EXERCISE BRIEF — From the first line of the entries below to the line with "in basket in this photo.", give each line again exactly.
*** DATA UNDER STUDY
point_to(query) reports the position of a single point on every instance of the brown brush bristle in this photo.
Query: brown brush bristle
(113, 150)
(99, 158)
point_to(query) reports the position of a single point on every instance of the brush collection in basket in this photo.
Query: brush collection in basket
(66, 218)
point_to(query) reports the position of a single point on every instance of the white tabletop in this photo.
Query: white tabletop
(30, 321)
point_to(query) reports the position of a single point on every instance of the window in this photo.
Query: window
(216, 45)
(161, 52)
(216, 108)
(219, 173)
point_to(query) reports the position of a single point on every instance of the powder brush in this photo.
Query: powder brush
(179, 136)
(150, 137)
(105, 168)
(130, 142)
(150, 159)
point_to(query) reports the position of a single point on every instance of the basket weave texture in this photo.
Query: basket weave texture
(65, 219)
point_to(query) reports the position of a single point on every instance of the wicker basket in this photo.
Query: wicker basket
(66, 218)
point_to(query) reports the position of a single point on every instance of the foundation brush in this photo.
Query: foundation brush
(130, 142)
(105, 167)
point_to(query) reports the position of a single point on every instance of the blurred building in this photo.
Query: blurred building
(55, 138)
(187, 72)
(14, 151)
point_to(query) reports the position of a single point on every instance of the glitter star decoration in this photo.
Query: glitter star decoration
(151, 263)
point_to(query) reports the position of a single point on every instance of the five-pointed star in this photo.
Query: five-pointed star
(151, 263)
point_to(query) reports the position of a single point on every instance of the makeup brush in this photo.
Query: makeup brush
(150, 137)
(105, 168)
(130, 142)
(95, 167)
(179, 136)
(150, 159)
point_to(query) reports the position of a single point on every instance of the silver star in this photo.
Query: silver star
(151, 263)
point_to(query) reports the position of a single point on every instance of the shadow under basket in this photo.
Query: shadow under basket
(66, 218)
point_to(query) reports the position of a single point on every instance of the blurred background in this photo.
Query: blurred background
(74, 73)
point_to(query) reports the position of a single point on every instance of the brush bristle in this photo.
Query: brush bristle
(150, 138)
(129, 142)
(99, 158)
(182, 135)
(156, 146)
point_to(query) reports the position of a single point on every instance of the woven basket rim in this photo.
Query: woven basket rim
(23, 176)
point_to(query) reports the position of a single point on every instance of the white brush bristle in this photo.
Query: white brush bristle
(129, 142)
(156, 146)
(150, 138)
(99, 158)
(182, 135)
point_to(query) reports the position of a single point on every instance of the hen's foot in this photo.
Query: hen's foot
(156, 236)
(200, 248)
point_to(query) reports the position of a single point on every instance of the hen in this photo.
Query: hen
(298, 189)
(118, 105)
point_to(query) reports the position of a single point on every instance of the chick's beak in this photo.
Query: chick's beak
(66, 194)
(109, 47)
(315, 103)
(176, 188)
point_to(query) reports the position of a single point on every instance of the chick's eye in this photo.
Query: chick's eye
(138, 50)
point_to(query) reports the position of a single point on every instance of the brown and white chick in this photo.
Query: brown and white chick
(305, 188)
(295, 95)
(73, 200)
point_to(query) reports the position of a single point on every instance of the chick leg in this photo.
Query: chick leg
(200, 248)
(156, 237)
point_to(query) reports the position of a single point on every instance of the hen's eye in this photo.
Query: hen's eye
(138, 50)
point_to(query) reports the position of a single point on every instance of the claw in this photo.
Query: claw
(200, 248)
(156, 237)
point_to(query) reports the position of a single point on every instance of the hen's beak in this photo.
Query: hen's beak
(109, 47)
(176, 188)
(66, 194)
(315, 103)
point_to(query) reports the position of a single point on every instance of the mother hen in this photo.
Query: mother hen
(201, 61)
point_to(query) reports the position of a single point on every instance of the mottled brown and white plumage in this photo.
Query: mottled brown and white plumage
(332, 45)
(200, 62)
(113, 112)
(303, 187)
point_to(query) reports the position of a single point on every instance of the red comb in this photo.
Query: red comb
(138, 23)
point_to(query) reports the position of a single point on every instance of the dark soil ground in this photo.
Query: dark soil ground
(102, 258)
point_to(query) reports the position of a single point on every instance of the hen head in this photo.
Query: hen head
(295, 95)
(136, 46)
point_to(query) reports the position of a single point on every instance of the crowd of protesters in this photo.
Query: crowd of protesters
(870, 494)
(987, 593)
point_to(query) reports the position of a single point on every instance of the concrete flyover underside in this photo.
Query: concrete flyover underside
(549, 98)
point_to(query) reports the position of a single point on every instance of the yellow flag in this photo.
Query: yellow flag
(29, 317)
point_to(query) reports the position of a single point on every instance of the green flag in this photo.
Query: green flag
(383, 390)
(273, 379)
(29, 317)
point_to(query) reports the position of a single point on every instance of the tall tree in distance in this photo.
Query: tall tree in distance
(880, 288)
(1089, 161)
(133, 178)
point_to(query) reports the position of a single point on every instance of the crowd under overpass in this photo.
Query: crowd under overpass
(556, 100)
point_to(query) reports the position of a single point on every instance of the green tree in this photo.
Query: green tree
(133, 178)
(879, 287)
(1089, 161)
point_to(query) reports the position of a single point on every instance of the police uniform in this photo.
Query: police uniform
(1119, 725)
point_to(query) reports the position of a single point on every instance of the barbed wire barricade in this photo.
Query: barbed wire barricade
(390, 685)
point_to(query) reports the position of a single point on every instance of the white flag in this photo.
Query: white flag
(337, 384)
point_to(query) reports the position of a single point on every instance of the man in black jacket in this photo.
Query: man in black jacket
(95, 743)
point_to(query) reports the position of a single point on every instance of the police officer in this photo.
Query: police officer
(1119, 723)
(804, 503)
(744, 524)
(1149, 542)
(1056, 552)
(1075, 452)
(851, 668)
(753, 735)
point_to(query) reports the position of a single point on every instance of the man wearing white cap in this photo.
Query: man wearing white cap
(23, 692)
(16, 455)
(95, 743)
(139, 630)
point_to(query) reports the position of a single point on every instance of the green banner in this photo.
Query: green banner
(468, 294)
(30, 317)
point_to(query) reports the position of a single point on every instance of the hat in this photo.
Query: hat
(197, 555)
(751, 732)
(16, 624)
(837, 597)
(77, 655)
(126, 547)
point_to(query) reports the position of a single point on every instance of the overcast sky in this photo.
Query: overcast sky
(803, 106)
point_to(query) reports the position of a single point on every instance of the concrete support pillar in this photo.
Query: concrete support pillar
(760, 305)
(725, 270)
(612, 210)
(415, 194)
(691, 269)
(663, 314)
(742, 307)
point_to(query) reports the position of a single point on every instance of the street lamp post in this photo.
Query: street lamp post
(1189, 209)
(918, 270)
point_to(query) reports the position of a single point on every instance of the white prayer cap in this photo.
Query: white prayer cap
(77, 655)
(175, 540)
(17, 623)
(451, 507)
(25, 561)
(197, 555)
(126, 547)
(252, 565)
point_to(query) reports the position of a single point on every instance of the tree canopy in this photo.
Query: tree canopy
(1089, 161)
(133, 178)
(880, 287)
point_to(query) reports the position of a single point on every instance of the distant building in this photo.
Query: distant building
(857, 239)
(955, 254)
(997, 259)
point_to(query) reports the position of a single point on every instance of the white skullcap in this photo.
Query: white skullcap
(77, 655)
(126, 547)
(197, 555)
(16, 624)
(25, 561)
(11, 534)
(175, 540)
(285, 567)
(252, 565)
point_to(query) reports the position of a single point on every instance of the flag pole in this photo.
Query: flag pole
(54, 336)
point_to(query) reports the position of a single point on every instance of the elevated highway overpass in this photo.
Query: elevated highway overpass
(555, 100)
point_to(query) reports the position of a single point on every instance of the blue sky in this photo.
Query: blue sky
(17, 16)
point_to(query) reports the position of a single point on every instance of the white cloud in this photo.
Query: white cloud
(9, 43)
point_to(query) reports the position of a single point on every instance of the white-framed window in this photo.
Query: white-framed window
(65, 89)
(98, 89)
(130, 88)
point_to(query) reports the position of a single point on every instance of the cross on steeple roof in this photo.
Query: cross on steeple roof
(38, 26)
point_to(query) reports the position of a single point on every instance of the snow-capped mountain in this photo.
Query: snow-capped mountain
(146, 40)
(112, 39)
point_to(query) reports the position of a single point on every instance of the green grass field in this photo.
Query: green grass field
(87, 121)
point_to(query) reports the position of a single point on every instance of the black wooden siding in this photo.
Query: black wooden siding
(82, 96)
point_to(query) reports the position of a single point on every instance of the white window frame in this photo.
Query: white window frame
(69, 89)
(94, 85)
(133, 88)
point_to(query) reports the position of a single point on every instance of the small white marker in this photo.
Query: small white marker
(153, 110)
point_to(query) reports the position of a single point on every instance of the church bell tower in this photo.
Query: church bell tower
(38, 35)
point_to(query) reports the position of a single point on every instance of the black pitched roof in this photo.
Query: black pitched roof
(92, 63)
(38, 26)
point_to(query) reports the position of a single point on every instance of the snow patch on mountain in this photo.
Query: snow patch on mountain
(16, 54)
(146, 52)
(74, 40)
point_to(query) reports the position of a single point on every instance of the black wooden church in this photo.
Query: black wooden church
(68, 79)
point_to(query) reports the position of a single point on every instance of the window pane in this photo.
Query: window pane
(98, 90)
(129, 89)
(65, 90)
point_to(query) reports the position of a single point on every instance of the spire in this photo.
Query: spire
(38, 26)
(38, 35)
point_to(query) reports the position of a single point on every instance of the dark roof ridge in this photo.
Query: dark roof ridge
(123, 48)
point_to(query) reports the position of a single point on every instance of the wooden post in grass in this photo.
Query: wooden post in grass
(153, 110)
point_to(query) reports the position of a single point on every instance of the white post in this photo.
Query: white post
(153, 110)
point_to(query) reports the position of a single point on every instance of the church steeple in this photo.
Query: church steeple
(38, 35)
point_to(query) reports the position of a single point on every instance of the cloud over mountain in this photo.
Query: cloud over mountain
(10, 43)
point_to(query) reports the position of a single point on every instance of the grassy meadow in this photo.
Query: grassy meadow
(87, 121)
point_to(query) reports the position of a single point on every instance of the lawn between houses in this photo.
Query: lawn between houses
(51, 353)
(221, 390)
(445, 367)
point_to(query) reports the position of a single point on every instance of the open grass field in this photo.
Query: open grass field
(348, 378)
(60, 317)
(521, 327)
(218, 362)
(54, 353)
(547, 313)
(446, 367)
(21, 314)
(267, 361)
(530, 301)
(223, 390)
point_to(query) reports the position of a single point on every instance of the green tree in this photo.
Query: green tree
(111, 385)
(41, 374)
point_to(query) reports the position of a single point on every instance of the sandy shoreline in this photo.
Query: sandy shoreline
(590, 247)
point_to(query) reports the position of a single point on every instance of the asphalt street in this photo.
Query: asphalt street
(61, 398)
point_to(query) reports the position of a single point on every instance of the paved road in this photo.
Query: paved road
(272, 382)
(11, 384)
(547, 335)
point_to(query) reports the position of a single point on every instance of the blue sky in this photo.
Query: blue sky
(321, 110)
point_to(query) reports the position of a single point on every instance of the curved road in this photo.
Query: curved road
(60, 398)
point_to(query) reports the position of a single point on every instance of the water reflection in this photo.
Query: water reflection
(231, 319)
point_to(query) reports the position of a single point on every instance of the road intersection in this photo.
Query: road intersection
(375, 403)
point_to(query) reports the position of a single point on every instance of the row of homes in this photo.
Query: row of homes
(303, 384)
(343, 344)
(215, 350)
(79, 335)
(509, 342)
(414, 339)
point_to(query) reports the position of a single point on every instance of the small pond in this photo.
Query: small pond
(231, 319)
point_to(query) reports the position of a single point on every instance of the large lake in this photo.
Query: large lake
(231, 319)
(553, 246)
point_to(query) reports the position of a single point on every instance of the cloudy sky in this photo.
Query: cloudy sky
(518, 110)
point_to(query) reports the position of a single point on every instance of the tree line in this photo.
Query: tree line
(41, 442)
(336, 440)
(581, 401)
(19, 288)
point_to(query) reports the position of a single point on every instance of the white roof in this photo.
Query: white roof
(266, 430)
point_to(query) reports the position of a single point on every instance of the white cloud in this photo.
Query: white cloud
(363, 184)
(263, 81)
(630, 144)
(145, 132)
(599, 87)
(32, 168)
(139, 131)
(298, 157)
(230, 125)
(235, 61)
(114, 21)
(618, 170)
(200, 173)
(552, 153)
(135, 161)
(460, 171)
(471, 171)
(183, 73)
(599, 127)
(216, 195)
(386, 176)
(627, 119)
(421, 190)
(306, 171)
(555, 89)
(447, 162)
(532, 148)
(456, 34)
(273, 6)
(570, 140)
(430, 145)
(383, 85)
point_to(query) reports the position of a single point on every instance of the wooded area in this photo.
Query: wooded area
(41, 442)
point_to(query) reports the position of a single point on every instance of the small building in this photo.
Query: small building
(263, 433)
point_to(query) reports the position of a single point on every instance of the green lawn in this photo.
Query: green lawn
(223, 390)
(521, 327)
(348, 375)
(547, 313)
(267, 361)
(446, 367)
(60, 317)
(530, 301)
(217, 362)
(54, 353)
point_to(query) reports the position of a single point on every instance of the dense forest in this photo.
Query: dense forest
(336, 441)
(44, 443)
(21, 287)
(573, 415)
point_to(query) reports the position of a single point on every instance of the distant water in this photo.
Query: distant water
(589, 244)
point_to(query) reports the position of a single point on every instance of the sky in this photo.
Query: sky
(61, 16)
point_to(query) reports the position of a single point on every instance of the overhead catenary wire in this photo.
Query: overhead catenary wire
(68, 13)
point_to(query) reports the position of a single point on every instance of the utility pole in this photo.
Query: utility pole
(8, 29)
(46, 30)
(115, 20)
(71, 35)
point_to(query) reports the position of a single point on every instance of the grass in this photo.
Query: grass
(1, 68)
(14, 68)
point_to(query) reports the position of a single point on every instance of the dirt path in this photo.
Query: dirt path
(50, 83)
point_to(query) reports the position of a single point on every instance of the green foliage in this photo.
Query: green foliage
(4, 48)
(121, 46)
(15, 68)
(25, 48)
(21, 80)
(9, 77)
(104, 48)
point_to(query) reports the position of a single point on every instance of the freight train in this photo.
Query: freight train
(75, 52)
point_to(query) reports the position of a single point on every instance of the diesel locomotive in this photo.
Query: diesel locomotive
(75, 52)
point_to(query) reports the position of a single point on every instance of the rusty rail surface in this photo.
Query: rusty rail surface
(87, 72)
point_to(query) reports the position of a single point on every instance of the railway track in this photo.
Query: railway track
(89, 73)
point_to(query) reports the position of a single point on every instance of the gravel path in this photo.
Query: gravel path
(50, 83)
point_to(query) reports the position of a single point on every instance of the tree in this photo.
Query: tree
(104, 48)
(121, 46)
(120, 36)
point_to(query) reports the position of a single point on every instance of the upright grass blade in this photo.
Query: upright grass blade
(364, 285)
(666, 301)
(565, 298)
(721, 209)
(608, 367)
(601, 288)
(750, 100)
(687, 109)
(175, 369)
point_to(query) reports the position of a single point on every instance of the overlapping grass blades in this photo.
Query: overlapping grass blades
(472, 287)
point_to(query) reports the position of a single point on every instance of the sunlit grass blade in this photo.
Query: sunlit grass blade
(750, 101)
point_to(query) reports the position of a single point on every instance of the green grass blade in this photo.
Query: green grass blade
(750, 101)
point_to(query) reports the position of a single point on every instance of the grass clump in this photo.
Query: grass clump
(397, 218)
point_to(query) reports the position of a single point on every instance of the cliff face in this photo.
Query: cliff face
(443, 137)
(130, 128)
******
PROBLEM SOLUTION —
point_to(query) reports the position of a single point on every instance of the brown brush bristle in this photo.
Query: brown brush bristle
(113, 150)
(99, 158)
point_to(query) reports the position of a single point on every instance of the brush collection in basket in this photo.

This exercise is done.